[Dataset entries]
━━━━━━
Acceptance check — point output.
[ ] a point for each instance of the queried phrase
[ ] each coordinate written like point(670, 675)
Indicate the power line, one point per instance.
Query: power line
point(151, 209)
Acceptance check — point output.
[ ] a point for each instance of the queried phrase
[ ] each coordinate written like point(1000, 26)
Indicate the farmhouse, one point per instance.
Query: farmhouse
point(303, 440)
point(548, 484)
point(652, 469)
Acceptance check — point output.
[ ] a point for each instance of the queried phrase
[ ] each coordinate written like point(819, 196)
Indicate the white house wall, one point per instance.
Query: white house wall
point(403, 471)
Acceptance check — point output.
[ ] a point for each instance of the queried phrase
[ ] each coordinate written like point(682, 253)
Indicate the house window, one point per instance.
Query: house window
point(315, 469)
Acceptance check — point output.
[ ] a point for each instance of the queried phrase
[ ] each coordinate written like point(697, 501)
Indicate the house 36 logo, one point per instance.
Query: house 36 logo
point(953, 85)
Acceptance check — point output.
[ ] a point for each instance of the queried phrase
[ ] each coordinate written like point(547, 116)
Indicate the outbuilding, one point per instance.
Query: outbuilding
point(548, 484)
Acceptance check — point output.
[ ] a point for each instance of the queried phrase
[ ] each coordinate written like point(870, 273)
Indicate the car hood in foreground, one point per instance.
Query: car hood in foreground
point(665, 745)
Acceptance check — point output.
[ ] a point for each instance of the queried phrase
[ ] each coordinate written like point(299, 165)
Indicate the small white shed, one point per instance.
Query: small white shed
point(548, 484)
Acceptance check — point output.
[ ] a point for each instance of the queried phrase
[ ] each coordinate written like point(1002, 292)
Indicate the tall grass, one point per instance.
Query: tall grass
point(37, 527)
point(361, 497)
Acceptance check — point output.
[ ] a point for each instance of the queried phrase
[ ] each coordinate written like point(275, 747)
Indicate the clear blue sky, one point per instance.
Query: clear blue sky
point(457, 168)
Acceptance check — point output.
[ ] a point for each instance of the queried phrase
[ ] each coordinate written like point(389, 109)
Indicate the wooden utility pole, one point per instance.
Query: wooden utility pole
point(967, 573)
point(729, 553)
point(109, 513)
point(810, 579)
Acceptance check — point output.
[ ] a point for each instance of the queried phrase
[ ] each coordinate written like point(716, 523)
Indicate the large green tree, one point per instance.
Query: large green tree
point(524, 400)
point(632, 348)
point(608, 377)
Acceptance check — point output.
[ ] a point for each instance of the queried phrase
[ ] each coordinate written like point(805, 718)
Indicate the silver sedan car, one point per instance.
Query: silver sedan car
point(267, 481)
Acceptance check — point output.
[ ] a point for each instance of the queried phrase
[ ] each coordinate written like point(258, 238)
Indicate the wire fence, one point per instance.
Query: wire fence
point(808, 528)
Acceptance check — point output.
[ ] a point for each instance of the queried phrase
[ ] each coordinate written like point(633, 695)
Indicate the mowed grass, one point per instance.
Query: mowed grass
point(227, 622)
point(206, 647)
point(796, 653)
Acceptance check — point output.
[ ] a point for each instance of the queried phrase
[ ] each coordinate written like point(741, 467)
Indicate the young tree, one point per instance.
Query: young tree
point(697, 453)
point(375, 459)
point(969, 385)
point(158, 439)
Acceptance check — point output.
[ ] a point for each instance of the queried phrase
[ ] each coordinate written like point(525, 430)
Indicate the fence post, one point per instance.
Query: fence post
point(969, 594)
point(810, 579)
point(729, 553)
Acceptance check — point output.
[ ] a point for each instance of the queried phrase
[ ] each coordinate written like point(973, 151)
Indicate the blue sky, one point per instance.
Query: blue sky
━━━━━━
Try it
Every record is to be repeated exactly as it stands above.

Written answer
Acceptance check — point output.
[ ] a point for each instance of the queried phrase
[ ] each coordinate written like point(670, 675)
Indicate the power line, one point per instance.
Query: power line
point(151, 209)
Acceptance check — point output.
[ ] a point for each instance of the queried phrase
[ ] each coordinate written like point(1000, 26)
Indicate the farmhouse, one point per instance.
Query: farmhouse
point(303, 440)
point(548, 484)
point(652, 469)
Acceptance check — point output.
[ ] a point for each instance of the queried phrase
[ ] each coordinate written like point(819, 196)
Indicate the white house wall, one point per instance.
Query: white house wall
point(403, 471)
Acceptance check — point output.
[ ] a point for each instance of the queried phrase
[ ] each coordinate written like point(682, 253)
Indicate the house window, one point per instance.
Query: house window
point(315, 469)
Acceptance check — point output.
[ ] a point for each instance of the queried phrase
[ ] each coordinate written like point(697, 501)
Indicate the house 36 logo, one point per instance.
Query: house 36 logo
point(953, 85)
Acceptance check — point output.
[ ] a point for each instance of the queried phrase
[ ] each coordinate written like point(547, 116)
Indicate the outbuilding, one point per instance.
Query: outbuilding
point(548, 484)
Acceptance check — point output.
[ ] a point for each instance of the queried phrase
[ ] each coordinate written like point(870, 273)
Indicate the car hood in foreground, one point per instance.
Query: car hood in foreground
point(665, 745)
Acceptance check — point output.
[ ] a point for each instance of the queried phrase
[ ] each coordinate written like point(299, 165)
Indicate the small white shed, one point per instance.
Query: small white shed
point(548, 484)
Acceptance check — point output.
[ ] a point for each instance of the queried phrase
[ ] each coordinate written like point(1002, 292)
Indicate the tall grass, one point per instance.
Query: tall grass
point(37, 527)
point(361, 497)
Acceptance check — point output.
[ ] a point for each instance of the queried phrase
[ ] each coordinate written like point(275, 747)
Indicate the clear blue sky, one point per instance.
Query: clear blue sky
point(457, 168)
Acceptance check — point output.
[ ] a point for each instance of the queried phrase
[ ] each coordinate written like point(389, 109)
Indicate the wooden utility pole, one point per instance.
Query: wooden utility pole
point(967, 573)
point(729, 553)
point(109, 513)
point(810, 579)
Acceptance check — point output.
[ ] a point for each instance of the queried phrase
[ ] each coordinate written like point(716, 523)
Indicate the large green tree, one point per instance.
Query: large green tree
point(524, 400)
point(632, 348)
point(608, 377)
Acceptance check — point output.
[ ] a point for each instance of the queried phrase
[ ] each coordinate written like point(805, 718)
Indicate the silver sedan car, one point per instance.
Query: silver sedan car
point(267, 481)
Acceptance check — point output.
[ ] a point for each instance of the queried phrase
[ ] each coordinate written like point(258, 238)
Indicate the wire fence, one point per instance.
Query: wire fence
point(808, 528)
Acceptance check — point output.
[ ] a point for each instance of the queried phrase
[ ] each coordinate written like point(633, 695)
Indicate the mowed grass, one point per instance.
Query: mowed grass
point(227, 622)
point(206, 647)
point(796, 653)
Acceptance check — point output.
[ ] a point for each instance of the queried phrase
[ ] each coordinate written like point(741, 467)
Indicate the young tree, one point per instance.
Query: young tree
point(697, 453)
point(375, 459)
point(969, 385)
point(158, 439)
Acceptance check — point output.
[ ] a point for each instance of the queried phrase
[ ] each coordinate written like point(525, 430)
Indicate the fence post, one point per instance.
Query: fence post
point(969, 594)
point(810, 579)
point(729, 553)
Acceptance check — point output.
[ ] a point for each instance of the queried phrase
[ ] each coordinate written like point(973, 151)
Indicate the blue sky, one point per instance.
Query: blue sky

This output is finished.